- **Data supplied**
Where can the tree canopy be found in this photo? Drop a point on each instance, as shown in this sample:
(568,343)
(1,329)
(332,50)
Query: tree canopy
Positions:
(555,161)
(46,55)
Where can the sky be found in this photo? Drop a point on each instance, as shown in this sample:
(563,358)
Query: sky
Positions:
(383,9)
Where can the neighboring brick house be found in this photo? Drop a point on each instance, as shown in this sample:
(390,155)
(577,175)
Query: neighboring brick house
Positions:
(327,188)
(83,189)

--

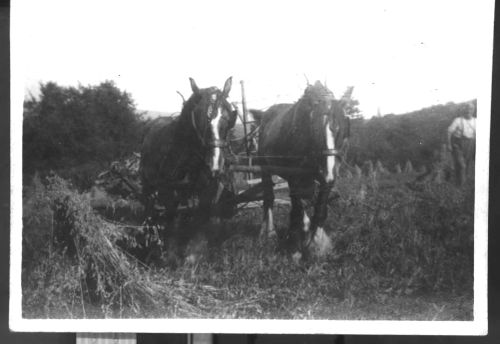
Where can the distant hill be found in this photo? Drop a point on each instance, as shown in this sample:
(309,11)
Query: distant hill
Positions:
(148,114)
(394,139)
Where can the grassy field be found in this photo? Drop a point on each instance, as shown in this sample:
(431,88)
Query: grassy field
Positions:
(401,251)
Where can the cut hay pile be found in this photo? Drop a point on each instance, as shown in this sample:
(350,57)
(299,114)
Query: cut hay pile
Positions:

- **Exercise details**
Every line in the data that holds "neighboring" should be copied out.

- **Problem solution**
Where can the neighboring brick house be found in this photo? Drop a point on each instance, as shown in this sample:
Query: neighboring brick house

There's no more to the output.